▶ _Article_

Additionally, both runnables specify inherited label accesses, which are needed, if synchronization channels are used. Since two transitions have to be fired jointly, we propose to extend the models and implementation for runnables by the possibility to evaluate and fire all synchronized transitions. In Figure 3 , the transition from state overtaking to init in region communicator are synchronized with the transition from state in progress to safe via the synchronization channel done. Hence, both runnables inherit the label accesses from the other runnable.
In a second step, we derive runnable properties. Since these properties directly affect the scheduling, their correct determination is crucial for preserving model checking results at runtime. Every runnable has to provide a period, a deadline, and a WCET that are used for partitioning, mapping, and further analyses. Our approach provides an automatic technique to determine a period and deadline for each runnable. Determining a platform-specific WCET is a complex topic and out of scope of this paper. In our approach, we assume that the WCET for each runnable is determined by an appropriate method (e.g., Simple Scalar (Austin et al., 2002) or aiT (Ferdinand and Heckmann, 2004) ) and provided as an annotation for each runnable.

▶ _Entries_
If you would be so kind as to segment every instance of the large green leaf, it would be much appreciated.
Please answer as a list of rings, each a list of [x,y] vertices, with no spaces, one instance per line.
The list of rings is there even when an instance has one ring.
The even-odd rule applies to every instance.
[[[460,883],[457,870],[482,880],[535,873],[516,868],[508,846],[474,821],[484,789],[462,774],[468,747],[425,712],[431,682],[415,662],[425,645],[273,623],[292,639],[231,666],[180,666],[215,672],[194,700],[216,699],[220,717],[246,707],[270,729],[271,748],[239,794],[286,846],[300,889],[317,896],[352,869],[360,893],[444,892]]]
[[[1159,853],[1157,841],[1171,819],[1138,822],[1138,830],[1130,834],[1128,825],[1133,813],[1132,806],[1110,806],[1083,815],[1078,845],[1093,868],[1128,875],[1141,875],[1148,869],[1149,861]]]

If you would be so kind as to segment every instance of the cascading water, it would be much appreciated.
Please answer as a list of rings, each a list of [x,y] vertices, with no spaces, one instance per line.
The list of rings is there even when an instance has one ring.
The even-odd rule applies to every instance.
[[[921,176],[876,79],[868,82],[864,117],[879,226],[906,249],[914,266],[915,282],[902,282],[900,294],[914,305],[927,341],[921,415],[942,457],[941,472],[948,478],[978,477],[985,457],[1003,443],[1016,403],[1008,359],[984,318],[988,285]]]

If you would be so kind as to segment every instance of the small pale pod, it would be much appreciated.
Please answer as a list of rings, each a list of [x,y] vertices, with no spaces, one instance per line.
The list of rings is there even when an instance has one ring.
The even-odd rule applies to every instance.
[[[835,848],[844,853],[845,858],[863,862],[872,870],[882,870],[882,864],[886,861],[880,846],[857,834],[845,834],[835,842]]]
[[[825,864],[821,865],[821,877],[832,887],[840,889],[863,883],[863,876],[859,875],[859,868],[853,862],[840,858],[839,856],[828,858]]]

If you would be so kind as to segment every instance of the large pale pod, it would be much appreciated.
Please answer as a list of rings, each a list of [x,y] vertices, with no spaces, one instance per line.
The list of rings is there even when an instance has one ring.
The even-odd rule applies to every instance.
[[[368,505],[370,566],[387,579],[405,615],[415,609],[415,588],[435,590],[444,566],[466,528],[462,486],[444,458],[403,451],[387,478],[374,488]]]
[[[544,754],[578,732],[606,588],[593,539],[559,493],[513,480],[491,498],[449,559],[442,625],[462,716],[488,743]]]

▶ _Exercise requirements_
• a. Answer these questions about the passage on runnables:
(i) Which synchronization channel links the transition from overtaking to init with the transition from in progress to safe?
(ii) What three properties must every runnable provide?
(iii) Which two methods are given as examples for determining the WCET?
• b. Pick up the passage on runnables after its last sentence and continue it.
The data has no role in this exercise.

▶ _Answers for the exercise_
• a.
(i) The synchronization channel done.
(ii) A period, a deadline, and a WCET.
(iii) Simple Scalar and aiT.

• b.
The period describes how frequently a runnable is executed. We provide an automatic technique to determine a period, such that all real-time requirements are fulfilled at runtime without increasing the processor utilization unnecessarily. Determining the period has to respect the semantics of the transition conditions, i.e., guards, deadlines, clock constraints, and invariants. Since a runnable is executed periodically, we have to guarantee that it is executed whenever a transition is enabled.
Based on the transition conditions, we can determine an enabling interval I E which describes the time span when a transition is enabled. We determined a computation rule how I E can be computed for all combinations of transition conditions. In general, we define I E = I max − I min , where I min is the first point in time and I max is the last point in time when all transition conditions validate to true. As an example, consider the combination of a clock constraint and a state invariant, e.g., the transition from state overtaking to init in region communicator with priority 1 in Figure 3 . The transition has a clock constraint that is enabled when the clock timeout is greater than 25ms. Additionally, the state overtaking has an invariant that is valid when the clock timeout is less or equal 50ms. Figure 5 shows the time frames when each constraint validates to true. Hence, I min is at 25ms and I max is at 50ms. Thus, the valid enabling interval I E has a length of 25ms. If several clock constraints are used, we can generalize I min to the infimum of all greater-orequal constraints and I max to the supremum of all lessor-equal constraints. Similar to this, we defined for all other transition conditions a similar computation. Since guards can depend on sensor values, guards also depend on the period of the runnable of the corresponding continuous component. Thus, guards have to be considered in the computation of I min and I max .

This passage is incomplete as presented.